-- start of RECORDS SUPPLIED --
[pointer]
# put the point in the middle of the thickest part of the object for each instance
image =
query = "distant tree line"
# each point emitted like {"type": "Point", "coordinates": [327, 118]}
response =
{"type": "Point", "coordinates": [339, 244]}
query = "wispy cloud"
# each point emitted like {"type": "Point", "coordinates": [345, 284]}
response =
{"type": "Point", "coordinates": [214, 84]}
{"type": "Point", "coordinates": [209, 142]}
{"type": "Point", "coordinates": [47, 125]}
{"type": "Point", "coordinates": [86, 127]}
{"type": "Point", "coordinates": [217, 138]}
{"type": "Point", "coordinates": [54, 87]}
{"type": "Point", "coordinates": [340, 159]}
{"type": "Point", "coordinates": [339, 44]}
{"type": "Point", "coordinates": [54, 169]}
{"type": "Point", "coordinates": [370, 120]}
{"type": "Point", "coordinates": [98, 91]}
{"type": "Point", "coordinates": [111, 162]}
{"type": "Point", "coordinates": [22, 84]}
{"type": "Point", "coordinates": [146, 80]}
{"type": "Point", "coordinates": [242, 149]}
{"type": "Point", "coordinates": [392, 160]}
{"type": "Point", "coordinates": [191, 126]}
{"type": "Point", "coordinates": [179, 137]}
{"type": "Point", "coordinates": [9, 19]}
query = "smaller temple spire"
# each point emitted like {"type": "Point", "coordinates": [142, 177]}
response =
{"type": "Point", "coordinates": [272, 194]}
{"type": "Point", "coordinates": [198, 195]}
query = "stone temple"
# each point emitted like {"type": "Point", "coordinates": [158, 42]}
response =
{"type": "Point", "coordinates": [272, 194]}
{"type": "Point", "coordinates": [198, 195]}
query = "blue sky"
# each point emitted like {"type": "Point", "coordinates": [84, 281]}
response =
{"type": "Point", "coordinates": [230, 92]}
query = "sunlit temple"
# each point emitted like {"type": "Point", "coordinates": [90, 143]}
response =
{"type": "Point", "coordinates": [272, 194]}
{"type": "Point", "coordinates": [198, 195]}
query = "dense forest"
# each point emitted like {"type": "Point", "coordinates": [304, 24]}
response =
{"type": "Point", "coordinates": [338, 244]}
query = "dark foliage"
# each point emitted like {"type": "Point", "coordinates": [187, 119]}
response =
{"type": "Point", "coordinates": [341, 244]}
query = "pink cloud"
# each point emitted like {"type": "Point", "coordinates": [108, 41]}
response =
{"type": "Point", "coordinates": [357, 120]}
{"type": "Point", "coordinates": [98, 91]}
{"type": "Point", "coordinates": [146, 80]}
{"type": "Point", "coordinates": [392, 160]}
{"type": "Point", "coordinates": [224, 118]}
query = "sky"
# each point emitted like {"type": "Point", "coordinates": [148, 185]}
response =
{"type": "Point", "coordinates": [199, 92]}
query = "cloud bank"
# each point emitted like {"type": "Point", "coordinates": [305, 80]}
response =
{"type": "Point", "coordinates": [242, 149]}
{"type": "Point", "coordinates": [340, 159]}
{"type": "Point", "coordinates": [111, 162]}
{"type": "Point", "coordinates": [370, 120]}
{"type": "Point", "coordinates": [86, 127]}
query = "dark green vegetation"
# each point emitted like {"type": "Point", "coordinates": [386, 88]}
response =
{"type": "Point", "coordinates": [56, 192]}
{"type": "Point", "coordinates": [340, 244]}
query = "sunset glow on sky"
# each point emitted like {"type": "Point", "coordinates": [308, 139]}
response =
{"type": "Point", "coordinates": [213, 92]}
-- end of RECORDS SUPPLIED --
### INSTRUCTION
Count the lines above that contain the word "dark", and reply with only that number.

### CORRECT ANSWER
2